[START INFORMATION GIVEN]
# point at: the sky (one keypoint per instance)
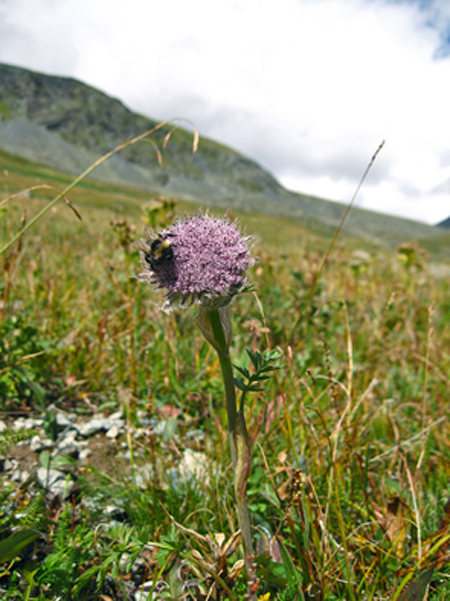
(306, 88)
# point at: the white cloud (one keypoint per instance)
(308, 89)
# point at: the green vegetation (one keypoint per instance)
(351, 459)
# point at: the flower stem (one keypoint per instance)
(240, 450)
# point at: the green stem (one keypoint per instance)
(240, 450)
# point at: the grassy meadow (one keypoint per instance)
(349, 490)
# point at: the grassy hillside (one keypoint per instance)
(68, 125)
(349, 487)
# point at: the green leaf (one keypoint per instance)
(13, 545)
(417, 590)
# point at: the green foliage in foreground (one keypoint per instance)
(351, 456)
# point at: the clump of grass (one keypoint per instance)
(349, 486)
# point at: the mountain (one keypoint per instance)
(66, 124)
(445, 223)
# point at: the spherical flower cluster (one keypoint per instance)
(206, 265)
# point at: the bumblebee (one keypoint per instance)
(157, 249)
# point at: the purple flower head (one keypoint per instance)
(199, 259)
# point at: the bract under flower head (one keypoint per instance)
(209, 257)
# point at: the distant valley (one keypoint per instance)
(68, 125)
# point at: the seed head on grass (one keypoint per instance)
(206, 263)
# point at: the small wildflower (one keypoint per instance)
(206, 264)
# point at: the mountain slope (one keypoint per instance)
(66, 124)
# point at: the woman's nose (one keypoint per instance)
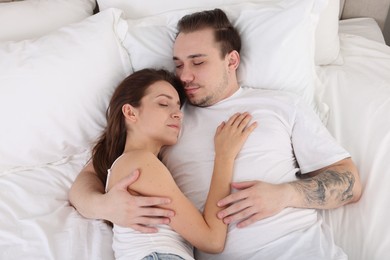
(186, 75)
(178, 114)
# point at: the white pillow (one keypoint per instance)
(277, 44)
(327, 35)
(327, 41)
(54, 90)
(22, 20)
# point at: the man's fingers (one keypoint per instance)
(156, 212)
(144, 229)
(152, 201)
(243, 185)
(125, 182)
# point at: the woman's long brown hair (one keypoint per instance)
(131, 90)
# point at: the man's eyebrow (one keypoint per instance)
(192, 56)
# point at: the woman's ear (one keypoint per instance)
(129, 112)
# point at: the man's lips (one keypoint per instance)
(191, 90)
(177, 127)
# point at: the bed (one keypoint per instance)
(61, 59)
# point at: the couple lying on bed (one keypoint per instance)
(286, 164)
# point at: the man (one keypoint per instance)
(289, 167)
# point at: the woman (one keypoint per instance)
(143, 116)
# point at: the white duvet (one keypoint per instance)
(37, 222)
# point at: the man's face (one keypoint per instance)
(200, 66)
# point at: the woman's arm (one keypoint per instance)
(118, 206)
(206, 232)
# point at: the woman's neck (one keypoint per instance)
(139, 143)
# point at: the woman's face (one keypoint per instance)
(159, 114)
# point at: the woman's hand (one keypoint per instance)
(231, 135)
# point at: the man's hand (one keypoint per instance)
(136, 212)
(254, 200)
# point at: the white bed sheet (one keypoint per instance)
(37, 221)
(358, 94)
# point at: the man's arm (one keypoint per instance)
(327, 188)
(118, 206)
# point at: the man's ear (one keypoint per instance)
(234, 60)
(129, 112)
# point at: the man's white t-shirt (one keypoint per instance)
(289, 138)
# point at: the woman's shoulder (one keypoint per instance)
(136, 158)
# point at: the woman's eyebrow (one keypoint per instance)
(167, 96)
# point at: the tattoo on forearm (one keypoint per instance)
(327, 186)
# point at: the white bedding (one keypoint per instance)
(358, 93)
(37, 221)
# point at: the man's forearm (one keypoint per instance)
(330, 188)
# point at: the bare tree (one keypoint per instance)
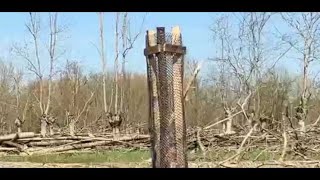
[END INFORMATION GIVEN]
THE EXERCISE:
Copy out all of the data above verbatim, leaving the pictures out of your output.

TASK RESULT:
# point at: the sky (one keypoint per instance)
(306, 88)
# point at: the white cloud (one keypoint per instance)
(308, 89)
# point at: the green vegetation (one keypoint per instance)
(351, 459)
# point at: the flower stem (one keypoint per instance)
(240, 450)
# point at: the green stem (one keypoint per instance)
(240, 450)
# point at: the grassy meadow (one keypoint per instance)
(349, 490)
# point at: the grassy hillside (one keypoint per instance)
(68, 125)
(349, 487)
# point at: the green leaf (one keypoint per instance)
(13, 545)
(417, 590)
# point at: the green foliage in foreground (one keypoint per instance)
(351, 456)
# point at: the clump of grass (one keypoint per instance)
(349, 486)
# point at: the mountain (one keypoint per instance)
(66, 124)
(445, 223)
# point at: the spherical flower cluster (one keypoint per instance)
(206, 265)
# point at: the bumblebee (one keypoint per instance)
(157, 249)
# point at: the purple flower head (one keypoint per instance)
(199, 259)
# point at: the bract under flower head (one keypoint per instance)
(209, 257)
# point at: the distant valley (one keypoint per instance)
(68, 125)
# point at: the seed head on grass (one keypoint per instance)
(206, 263)
# point at: the small wildflower (one keypoint per instance)
(206, 264)
# point at: the mountain slope (one keypoint per instance)
(66, 124)
# point at: the woman's nose (one keypoint per instance)
(186, 75)
(178, 114)
# point at: the white pillow (one keypoint per instance)
(277, 44)
(327, 35)
(327, 41)
(54, 90)
(22, 20)
# point at: the man's fingers (one keypoint per instance)
(156, 212)
(144, 229)
(152, 201)
(243, 185)
(125, 182)
# point at: the woman's long brown hair (one keypoint per instance)
(131, 90)
# point at: the man's eyebrow (one keypoint per instance)
(192, 56)
# point at: the woman's ear (one keypoint per instance)
(129, 112)
# point at: the man's lips (one keypoint per instance)
(191, 90)
(177, 127)
# point at: the bed (one keypoint per instance)
(61, 59)
# point at: the couple lying on bed (one keypoint per instance)
(286, 164)
# point at: the man (one keypoint per instance)
(289, 167)
# point at: the woman (one keypoint per instance)
(143, 116)
# point at: the white duvet (one keypoint per instance)
(37, 222)
# point at: the man's face (one keypoint per instance)
(200, 66)
# point at: the woman's arm (one keypoint per instance)
(118, 206)
(206, 232)
# point at: the woman's neck (one keypoint per instance)
(139, 143)
# point at: the woman's face (one keypoint per instance)
(159, 114)
# point at: the woman's hand (one keypoint per instance)
(231, 135)
# point at: the man's hand (one keypoint per instance)
(136, 212)
(254, 200)
# point at: the white bed sheet (one keypoint per instance)
(37, 221)
(358, 94)
# point at: the man's arm (one keypoint per instance)
(327, 188)
(118, 206)
# point at: the man's ear (one keypoint per instance)
(234, 60)
(129, 112)
# point at: the man's white t-shirt (one keypoint per instance)
(289, 138)
# point at: the woman's shoulder (one keypoint per instance)
(136, 158)
# point at: the woman's eyebrow (one keypoint per instance)
(167, 96)
# point at: the tattoo on forearm (one keypoint per instance)
(327, 186)
# point at: the white bedding (one keypoint per instance)
(358, 93)
(37, 221)
# point at: the man's forearm (one keypoint per instance)
(330, 188)
# point at: the bare tree (one keypoint per instance)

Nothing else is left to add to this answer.